— OBJECTIVE —
Only the lines from the one containing "of the asphalt" to the end of the records belong in the output; print them exactly.

— Dataset records about object locations —
□ □ □ □

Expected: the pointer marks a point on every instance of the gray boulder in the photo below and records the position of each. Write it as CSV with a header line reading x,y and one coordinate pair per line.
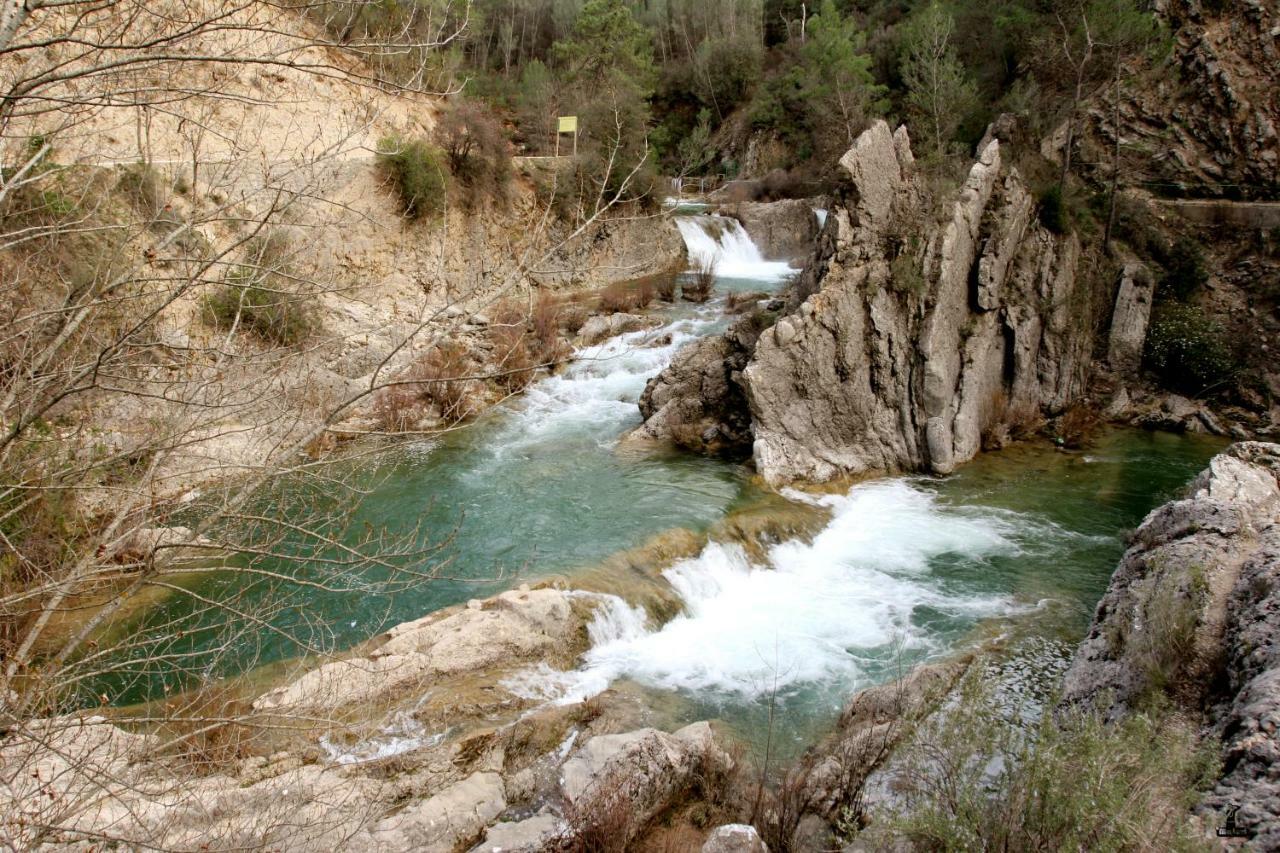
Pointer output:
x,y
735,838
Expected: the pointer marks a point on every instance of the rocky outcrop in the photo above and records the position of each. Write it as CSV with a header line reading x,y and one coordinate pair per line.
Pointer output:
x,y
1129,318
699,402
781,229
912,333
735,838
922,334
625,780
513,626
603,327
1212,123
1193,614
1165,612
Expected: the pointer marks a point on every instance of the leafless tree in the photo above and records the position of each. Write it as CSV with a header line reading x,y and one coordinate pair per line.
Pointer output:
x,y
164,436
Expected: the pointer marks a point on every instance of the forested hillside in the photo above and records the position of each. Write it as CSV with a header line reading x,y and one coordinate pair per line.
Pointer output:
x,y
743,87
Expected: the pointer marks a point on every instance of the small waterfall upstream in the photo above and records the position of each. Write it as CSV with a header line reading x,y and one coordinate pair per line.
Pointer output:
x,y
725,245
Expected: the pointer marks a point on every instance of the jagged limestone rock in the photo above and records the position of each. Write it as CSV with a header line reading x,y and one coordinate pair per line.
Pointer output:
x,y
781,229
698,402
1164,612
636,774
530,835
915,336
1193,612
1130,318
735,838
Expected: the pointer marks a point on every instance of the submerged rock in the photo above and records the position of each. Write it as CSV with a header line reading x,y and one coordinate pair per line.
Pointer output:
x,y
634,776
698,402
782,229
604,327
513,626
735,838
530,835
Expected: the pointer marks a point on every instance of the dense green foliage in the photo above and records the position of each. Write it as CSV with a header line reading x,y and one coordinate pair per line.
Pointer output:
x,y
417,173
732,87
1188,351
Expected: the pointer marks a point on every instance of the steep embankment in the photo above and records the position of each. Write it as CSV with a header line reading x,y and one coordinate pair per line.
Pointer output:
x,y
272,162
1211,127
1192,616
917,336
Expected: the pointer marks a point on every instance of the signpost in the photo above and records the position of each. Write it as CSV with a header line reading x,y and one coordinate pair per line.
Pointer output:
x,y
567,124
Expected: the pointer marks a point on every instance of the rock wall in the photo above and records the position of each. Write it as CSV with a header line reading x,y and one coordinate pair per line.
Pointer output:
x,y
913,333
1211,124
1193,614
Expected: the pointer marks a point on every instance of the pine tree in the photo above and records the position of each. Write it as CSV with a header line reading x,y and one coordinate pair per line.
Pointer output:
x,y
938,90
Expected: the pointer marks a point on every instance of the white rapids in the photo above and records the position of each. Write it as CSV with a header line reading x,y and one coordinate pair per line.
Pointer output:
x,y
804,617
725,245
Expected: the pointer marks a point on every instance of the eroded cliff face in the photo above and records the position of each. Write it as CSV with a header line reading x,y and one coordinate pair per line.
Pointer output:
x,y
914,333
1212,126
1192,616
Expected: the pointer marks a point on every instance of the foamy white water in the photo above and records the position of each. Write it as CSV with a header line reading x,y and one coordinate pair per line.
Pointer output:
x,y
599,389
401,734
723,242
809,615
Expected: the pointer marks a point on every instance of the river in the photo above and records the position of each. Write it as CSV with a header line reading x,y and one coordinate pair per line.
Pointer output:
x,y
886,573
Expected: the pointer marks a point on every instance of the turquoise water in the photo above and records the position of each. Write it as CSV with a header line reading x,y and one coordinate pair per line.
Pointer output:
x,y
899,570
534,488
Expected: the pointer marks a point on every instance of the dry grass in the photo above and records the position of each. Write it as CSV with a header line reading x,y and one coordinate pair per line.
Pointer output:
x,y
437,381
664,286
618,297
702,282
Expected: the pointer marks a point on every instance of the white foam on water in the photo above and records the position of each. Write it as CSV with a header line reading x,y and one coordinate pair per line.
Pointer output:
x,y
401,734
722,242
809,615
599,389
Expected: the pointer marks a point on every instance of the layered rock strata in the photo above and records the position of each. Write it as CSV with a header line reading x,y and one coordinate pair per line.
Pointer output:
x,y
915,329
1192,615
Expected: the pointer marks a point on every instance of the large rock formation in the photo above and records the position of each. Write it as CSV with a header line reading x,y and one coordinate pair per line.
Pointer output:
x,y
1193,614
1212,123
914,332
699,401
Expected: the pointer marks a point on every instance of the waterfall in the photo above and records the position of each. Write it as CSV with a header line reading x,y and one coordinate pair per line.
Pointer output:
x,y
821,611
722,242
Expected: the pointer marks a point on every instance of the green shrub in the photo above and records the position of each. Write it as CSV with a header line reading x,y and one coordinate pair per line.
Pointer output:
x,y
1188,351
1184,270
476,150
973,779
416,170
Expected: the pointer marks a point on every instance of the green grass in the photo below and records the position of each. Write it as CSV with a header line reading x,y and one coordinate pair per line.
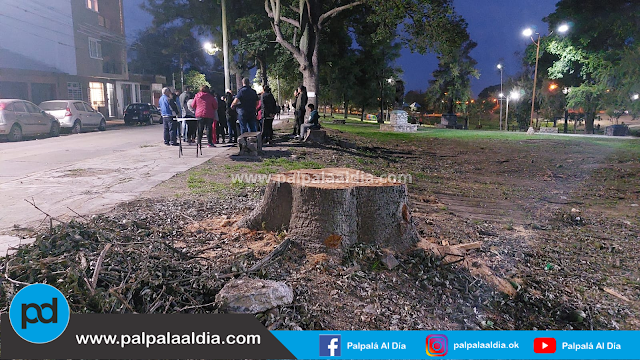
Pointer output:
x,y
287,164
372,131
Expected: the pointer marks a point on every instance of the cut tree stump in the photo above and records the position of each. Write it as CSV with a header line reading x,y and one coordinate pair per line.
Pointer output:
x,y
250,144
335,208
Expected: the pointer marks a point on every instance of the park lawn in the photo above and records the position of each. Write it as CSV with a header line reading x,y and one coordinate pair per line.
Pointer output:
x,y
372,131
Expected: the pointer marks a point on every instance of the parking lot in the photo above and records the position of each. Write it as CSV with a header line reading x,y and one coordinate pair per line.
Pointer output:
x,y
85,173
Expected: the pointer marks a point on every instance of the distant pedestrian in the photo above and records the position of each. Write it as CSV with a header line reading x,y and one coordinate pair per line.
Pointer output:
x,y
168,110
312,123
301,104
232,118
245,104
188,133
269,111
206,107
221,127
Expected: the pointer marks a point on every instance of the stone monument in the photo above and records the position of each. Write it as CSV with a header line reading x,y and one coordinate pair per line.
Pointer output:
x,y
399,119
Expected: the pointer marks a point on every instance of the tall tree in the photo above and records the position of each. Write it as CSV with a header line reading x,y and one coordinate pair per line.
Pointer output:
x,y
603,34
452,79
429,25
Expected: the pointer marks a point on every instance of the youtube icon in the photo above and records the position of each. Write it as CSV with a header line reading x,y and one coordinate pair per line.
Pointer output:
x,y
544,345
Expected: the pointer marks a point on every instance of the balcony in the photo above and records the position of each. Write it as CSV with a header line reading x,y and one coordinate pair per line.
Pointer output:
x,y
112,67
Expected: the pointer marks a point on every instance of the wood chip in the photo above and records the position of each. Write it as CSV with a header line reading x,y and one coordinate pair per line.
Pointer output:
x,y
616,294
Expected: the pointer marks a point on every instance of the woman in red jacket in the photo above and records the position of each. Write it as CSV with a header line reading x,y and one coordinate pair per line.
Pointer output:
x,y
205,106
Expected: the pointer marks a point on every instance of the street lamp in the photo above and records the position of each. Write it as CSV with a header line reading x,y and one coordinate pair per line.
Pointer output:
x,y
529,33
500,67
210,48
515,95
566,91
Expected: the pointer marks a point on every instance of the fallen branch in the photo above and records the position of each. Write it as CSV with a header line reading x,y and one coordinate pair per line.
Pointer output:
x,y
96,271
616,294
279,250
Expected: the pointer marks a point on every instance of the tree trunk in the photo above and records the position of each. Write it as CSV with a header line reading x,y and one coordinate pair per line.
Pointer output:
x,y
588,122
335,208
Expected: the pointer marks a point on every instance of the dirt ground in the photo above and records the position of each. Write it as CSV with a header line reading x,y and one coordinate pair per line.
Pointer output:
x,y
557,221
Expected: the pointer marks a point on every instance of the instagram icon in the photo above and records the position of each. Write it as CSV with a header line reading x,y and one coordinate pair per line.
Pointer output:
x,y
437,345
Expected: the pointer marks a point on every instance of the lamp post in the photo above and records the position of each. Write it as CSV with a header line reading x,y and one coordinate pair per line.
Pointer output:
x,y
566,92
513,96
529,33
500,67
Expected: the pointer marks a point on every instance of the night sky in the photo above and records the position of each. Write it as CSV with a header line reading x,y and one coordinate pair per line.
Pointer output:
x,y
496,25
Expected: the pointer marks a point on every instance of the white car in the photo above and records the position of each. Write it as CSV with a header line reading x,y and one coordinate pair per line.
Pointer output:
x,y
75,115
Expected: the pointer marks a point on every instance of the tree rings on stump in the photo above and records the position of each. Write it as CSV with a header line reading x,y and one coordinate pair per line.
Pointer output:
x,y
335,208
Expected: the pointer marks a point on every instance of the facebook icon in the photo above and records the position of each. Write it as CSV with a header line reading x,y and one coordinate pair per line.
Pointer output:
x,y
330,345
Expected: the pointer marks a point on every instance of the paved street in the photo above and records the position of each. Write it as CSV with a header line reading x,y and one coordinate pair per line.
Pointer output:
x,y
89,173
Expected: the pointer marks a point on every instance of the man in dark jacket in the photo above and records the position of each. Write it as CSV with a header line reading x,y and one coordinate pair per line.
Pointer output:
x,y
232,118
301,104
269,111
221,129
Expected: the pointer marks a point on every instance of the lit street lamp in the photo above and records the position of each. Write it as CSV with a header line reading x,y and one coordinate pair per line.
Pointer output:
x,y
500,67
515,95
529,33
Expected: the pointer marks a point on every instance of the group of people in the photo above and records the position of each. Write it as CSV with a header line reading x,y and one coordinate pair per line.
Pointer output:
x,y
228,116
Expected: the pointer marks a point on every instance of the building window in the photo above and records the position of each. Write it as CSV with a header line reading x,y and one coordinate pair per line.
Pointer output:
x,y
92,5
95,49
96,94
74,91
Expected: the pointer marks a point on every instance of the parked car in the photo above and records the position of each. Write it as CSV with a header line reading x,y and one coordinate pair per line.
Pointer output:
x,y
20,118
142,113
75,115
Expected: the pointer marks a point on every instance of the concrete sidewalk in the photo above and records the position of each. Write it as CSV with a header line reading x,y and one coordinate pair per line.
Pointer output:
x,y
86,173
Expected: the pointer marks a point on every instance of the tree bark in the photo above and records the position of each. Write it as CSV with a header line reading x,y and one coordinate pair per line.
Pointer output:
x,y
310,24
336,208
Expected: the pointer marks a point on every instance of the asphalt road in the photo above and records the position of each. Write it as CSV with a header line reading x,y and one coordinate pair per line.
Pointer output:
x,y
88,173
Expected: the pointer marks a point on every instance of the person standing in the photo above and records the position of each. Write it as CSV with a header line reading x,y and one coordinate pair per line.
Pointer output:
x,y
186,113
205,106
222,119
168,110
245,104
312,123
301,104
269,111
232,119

□ □ □ □

— EXPECTED ANSWER —
Expected: the pointer marks a point on every instance of the asphalt road in the photo above and records the position of each. Write it as CSV with a header line reading x,y and one coordinate pair per line.
Pointer output:
x,y
88,173
Expected: the pointer marks a point on every instance of the person standing in the photo above and records the position of each. Write it as CSV with a header line reading x,y and one coordinate pair per line.
Pointer output:
x,y
186,113
205,106
222,119
168,110
245,104
312,123
301,104
269,111
232,119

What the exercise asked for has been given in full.